#### About this exercise
Look through the material below. Return exactly the lines from the one with "Query: <item>dark inclusion in stone</item>" through the one with "518), (931, 660)]]", both included.

[Records for this exercise]

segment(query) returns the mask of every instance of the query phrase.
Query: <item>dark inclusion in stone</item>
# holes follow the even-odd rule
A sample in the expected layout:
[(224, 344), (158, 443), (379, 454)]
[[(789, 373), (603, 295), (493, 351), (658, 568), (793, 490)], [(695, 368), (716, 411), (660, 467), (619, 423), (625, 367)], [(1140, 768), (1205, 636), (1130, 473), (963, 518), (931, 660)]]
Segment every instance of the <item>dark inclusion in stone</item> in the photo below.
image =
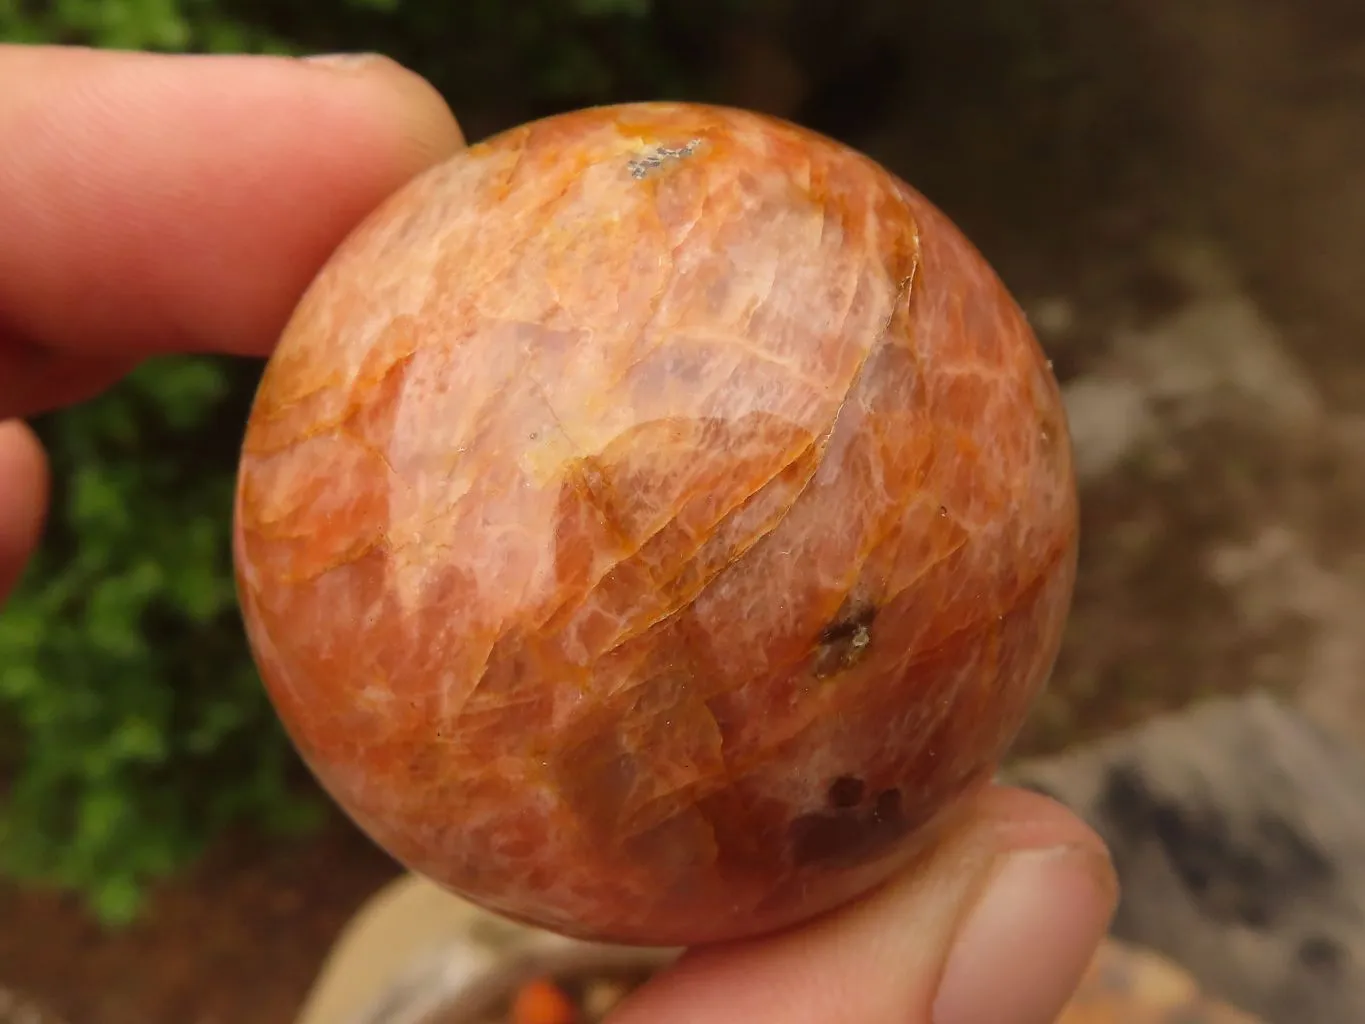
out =
[(863, 605), (847, 609), (816, 637), (815, 677), (826, 679), (862, 661), (872, 642), (872, 620), (877, 609)]
[(856, 864), (890, 846), (911, 827), (901, 808), (901, 791), (884, 789), (864, 800), (861, 779), (840, 776), (830, 784), (830, 810), (803, 814), (788, 828), (792, 862)]
[(855, 779), (851, 775), (840, 775), (829, 784), (829, 805), (841, 810), (857, 807), (863, 802), (863, 793), (866, 789), (867, 787), (862, 779)]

[/Records for this exercise]

#### Exercise answer
Query: <item>dark inclusion in stone</item>
# holes follow the even-odd rule
A sample in the expected layout:
[(224, 344), (158, 443), (379, 454)]
[[(789, 373), (603, 295), (493, 351), (658, 568), (793, 490)], [(695, 368), (716, 411), (660, 467), (619, 423), (625, 367)], [(1140, 768), (1205, 636), (1130, 473), (963, 518), (931, 660)]]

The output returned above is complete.